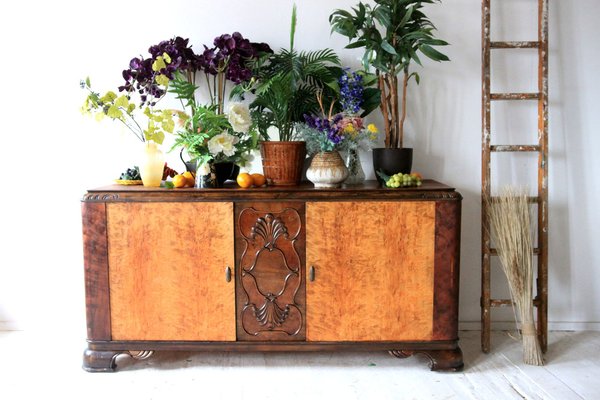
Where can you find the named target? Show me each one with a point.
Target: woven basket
(283, 162)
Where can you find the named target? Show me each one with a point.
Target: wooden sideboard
(272, 269)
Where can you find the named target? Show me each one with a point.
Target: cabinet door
(270, 240)
(167, 271)
(373, 271)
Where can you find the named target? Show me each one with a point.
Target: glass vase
(356, 174)
(206, 176)
(152, 164)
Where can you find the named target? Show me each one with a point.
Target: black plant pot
(226, 171)
(392, 161)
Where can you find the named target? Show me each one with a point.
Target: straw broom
(510, 219)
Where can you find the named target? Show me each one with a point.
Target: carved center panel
(270, 271)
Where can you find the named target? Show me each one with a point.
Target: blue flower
(351, 92)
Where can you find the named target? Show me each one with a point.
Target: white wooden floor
(30, 369)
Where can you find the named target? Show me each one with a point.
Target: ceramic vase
(206, 178)
(327, 170)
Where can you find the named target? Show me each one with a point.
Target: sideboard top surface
(430, 189)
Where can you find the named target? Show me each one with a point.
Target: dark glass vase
(392, 161)
(226, 171)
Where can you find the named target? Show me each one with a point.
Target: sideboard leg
(99, 361)
(439, 360)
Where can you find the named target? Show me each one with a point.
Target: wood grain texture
(270, 242)
(95, 260)
(167, 271)
(374, 266)
(447, 270)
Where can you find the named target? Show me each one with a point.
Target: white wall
(50, 154)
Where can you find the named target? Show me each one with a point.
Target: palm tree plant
(392, 33)
(285, 88)
(286, 85)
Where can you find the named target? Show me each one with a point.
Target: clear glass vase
(152, 164)
(356, 173)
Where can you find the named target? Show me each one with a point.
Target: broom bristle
(532, 352)
(510, 219)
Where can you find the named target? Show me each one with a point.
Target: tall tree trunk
(383, 105)
(396, 112)
(401, 127)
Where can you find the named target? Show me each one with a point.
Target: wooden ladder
(541, 96)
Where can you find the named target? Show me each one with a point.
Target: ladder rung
(530, 199)
(501, 302)
(514, 96)
(518, 147)
(509, 302)
(494, 252)
(514, 45)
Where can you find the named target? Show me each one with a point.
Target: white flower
(239, 117)
(222, 143)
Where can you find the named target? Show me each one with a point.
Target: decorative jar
(327, 170)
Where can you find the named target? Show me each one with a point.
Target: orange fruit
(179, 181)
(245, 180)
(190, 179)
(259, 179)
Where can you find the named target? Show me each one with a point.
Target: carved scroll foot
(99, 361)
(106, 361)
(439, 360)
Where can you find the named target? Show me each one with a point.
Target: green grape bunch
(401, 180)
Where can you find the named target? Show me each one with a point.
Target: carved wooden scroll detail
(270, 271)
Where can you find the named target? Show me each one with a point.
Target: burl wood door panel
(270, 240)
(167, 271)
(374, 271)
• • •
=== EXERCISE OBJECTIVE ===
Go through the listing above and write it out again exactly, dropping the pictures.

=== RESULT BELOW ===
Where can you find the named target? Show me each one with a point.
Target: woven basket
(283, 162)
Where can you find the named target? Show me each one with a point.
Target: wooden sideboard
(272, 269)
Where can you find the named target? Show me each one with a point.
Target: cabinet door
(270, 240)
(167, 271)
(373, 271)
Where can you find the named target? Show me each one with a point.
Target: glass vase
(356, 174)
(206, 176)
(152, 164)
Where can you find the named target? Show me each one with a point.
Target: black plant pot
(226, 171)
(392, 161)
Where can you find the named target? Show me each one with a point.
Target: straw broom
(510, 219)
Where can you find the named target? Show me each one with a point.
Target: carved center panel
(270, 271)
Where can you find the named target? Show me each one with a point.
Target: blue flower
(351, 92)
Where can you find the named target? Show me each one with a point.
Target: white wooden floor
(30, 369)
Where can you find the named target? Show me each one with a point.
Target: ceramic vase
(206, 178)
(327, 170)
Where can you find the named target? Show me each one with a point.
Target: sideboard top surface
(430, 189)
Where can you find the named target? Show me each one with a point.
Target: dark glass vase
(392, 161)
(226, 171)
Where can you find the named target? Show me each one with a point.
Target: sideboard leg
(99, 361)
(439, 360)
Where can you find the named target? Show me each one with a point.
Target: wood grain texture
(270, 242)
(95, 260)
(167, 271)
(374, 266)
(447, 270)
Where can you find the named target? Show me each one with a point.
Target: white wall
(50, 154)
Where can you find the named target? Show me each one with a point.
Target: palm tree plant
(392, 33)
(285, 88)
(286, 85)
Where can you find the named target? Show me each one with a point.
Target: clear glass vase
(152, 164)
(356, 173)
Where can you find the named target? Show me each one with a point.
Target: broom bristle
(532, 352)
(510, 219)
Where can you find the named target? Show me each one with a point.
Target: tall tree trunk
(383, 105)
(396, 112)
(401, 127)
Where can you find the named target? Show me each one with a point.
Target: wooden ladder
(541, 96)
Where can you find the named target? Show me each one with a point.
Target: ladder rung
(530, 199)
(501, 302)
(514, 96)
(518, 147)
(509, 302)
(494, 252)
(514, 45)
Where can you find the named target? Show me each one with a point.
Target: white flower
(239, 117)
(222, 143)
Where can you find the named target? Show me each one with a point.
Target: decorative jar
(327, 170)
Where can you find the named target? Show me each one with a point.
Target: orange fruit
(179, 181)
(245, 180)
(190, 179)
(259, 179)
Where can you find the named target? Show me each one with a point.
Target: carved scroll foot
(99, 361)
(106, 361)
(439, 360)
Where can you find the named target? Show me each one with a point.
Target: green grape bunch
(401, 180)
Where can you find the named target? Show me each one with a point.
Target: carved wooden scroll detail
(270, 271)
Where can you find the named target? Show me each one with a point.
Target: burl wood door panel
(270, 240)
(167, 271)
(374, 271)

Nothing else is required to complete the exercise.